OBJETIVO DE LA TAREA ->
Según Yefímovich en el extracto sobre internet y la crítica cultural, ¿en qué se ha transformado internet en lugar de ser una plaza pública?

EXTRACTO PROPORCIONADO ->
━━━━

De las redes a las calles: la charca siempre es más rápida

Durante los noventa, la crítica musical era mucho más radical que ahora. Ningún redactor quería pasar por normie y, para evitarlo, despreciaban sistemáticamente cualquier propuesta que tuviera éxito comercial. Blasco da esta tendencia tan inmadura por superada y señala: “Distinguir entre alta y baja cultura es propio de la época de instituto. La crítica y el mercado tiene el deber de descubrir nuevos grupos, nuevos artistas, nuevos cineastas, pero también de saber analizar y poner en valor la cultura popular de masas, pues algo tiene el agua cuando la bendicen”. Y es que, con la crítica cultural en posiciones más tolerantes, el debate durante los últimos años se ha desplazado desde las manifestaciones artísticas más o menos prestigiosas hasta los estilos de vida. La masificación de Internet ha tenido mucho que ver con ello porque, en entornos virtuales, casi todo (de la prensa a la producción artística) aspira a convertirse en viral, es decir, a la difusión masiva.

“Ahora mismo esta lucha entre frikis (en el buen sentido) y básicos dentro de Internet se parece a como era antes y había tensiones en la calle, el recreo o el trabajo”, comenta Victoria. “Cuando internet apareció era un poco un refugio, un lugar al que accedía gente un poco más friki, menos normativa o más experimental que se relacionaba en un espacio peligroso y con pocas normas, pero también con una inmensa libertad”, recuerda la autora. “Esa libertad todavía está en algunas zonas, pero que esté tan masificado hace que internet ya no valga tanto la pena. Los peligros de entonces siguen encontrándose, pero a una escala enorme; y me da pena ver cómo se ha masificado y se ha vuelto tan violento como el exterior. Podría ser un bar guay en el que, de pronto, cuando llega todo el mundo, el ambiente deja de ser interesante”, lamenta.

La cuestión de internet también preocupa mucho a Yefímovich, que añade: “Creo que no es tanto la llegada masiva de gente como la privatización y la centralización de los espacios. Internet ya no es una plaza pública, como se decía, sino que se ha transformado en distintos centros comerciales. El libro de Marta G. Franco, Las redes son nuestras, desarrolla esta idea, contra la que también lucha el colectivo Pantube”.

━━━━

LOS DATOS ->
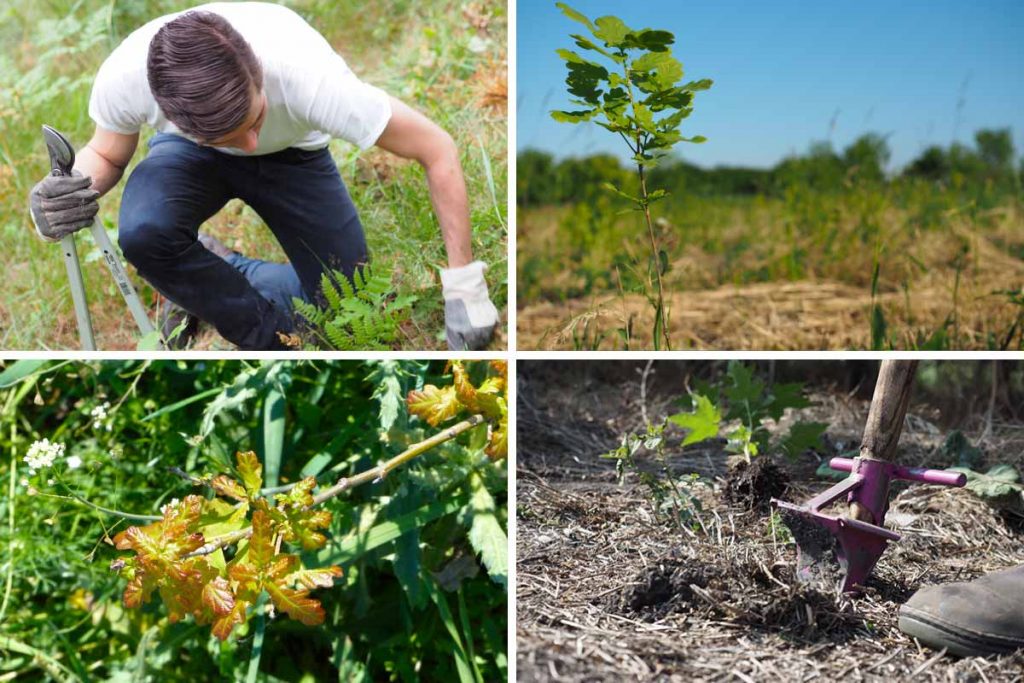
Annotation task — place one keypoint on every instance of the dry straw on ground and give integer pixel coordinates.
(605, 592)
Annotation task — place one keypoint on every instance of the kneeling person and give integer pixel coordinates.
(245, 98)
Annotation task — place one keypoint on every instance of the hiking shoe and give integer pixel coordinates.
(974, 617)
(173, 316)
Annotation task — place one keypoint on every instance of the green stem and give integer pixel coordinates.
(119, 513)
(10, 523)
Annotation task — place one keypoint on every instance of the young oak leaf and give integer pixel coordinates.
(296, 521)
(224, 624)
(160, 546)
(464, 389)
(251, 471)
(218, 597)
(310, 579)
(228, 487)
(501, 369)
(434, 404)
(296, 604)
(498, 443)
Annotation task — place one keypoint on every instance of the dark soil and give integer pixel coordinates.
(607, 590)
(752, 485)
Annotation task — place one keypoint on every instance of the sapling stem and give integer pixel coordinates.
(645, 204)
(374, 473)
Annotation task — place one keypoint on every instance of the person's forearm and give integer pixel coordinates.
(104, 174)
(448, 194)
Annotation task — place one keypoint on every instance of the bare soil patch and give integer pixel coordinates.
(607, 592)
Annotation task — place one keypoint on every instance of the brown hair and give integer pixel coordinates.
(203, 75)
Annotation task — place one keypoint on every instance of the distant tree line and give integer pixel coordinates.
(541, 179)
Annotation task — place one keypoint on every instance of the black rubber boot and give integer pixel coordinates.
(975, 617)
(171, 316)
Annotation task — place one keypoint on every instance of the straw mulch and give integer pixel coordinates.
(607, 592)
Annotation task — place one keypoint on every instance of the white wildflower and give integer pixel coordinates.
(100, 417)
(42, 454)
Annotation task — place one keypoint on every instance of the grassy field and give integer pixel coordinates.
(875, 265)
(446, 58)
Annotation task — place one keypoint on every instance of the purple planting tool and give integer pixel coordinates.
(842, 550)
(857, 545)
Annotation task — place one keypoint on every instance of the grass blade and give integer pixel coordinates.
(273, 435)
(357, 544)
(461, 658)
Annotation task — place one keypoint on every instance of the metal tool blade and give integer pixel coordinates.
(60, 151)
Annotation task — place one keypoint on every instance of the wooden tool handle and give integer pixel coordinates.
(885, 419)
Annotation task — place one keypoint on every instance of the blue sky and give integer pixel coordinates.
(785, 70)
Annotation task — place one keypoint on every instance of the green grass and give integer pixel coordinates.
(941, 268)
(415, 597)
(418, 52)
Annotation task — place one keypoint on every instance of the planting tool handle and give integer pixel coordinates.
(942, 477)
(885, 418)
(78, 293)
(121, 279)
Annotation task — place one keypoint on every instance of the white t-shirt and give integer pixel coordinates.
(311, 93)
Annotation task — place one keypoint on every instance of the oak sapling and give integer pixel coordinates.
(641, 99)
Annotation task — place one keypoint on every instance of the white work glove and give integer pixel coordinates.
(469, 315)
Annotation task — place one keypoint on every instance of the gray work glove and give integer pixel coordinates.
(61, 204)
(469, 315)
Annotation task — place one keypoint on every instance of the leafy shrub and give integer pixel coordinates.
(360, 315)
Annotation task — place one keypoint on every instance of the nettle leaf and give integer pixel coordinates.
(704, 422)
(219, 517)
(251, 471)
(611, 30)
(702, 84)
(745, 393)
(572, 57)
(434, 404)
(485, 532)
(501, 369)
(998, 481)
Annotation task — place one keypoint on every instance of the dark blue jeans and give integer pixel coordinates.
(298, 194)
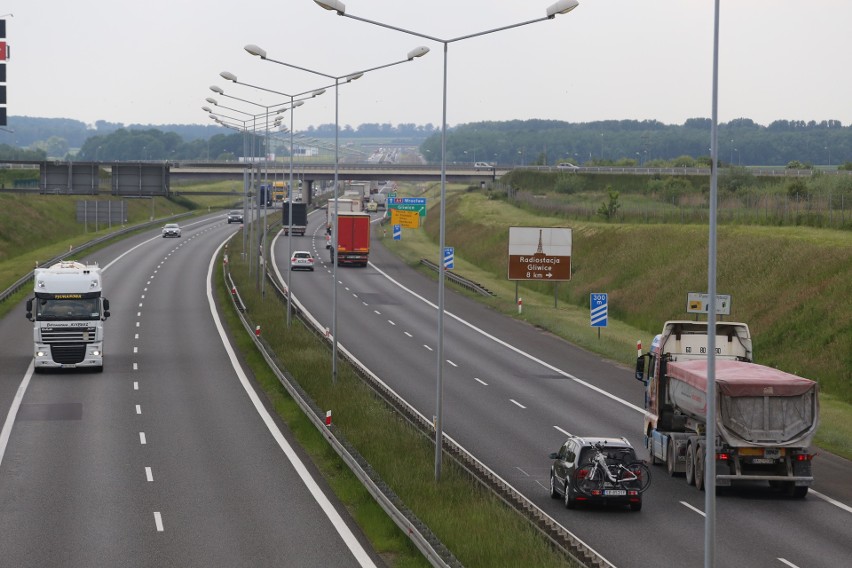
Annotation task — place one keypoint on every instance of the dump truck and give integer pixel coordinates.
(765, 418)
(300, 218)
(68, 313)
(343, 206)
(353, 240)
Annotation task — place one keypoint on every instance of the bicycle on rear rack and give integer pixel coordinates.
(609, 475)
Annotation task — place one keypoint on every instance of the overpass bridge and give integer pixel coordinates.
(155, 178)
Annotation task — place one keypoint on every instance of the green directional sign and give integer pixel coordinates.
(408, 204)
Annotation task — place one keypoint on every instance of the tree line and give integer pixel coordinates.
(741, 142)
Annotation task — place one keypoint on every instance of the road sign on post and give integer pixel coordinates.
(542, 254)
(449, 261)
(697, 303)
(407, 219)
(599, 306)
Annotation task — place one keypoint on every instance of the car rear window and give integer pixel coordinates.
(613, 454)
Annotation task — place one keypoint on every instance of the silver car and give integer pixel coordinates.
(171, 230)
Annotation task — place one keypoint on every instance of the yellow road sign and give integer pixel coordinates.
(408, 219)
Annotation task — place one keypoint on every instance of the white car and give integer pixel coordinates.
(171, 230)
(302, 260)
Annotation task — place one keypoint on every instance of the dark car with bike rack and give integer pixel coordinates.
(598, 470)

━━━━

LA RESPUESTA ->
Se ha transformado en distintos centros comerciales.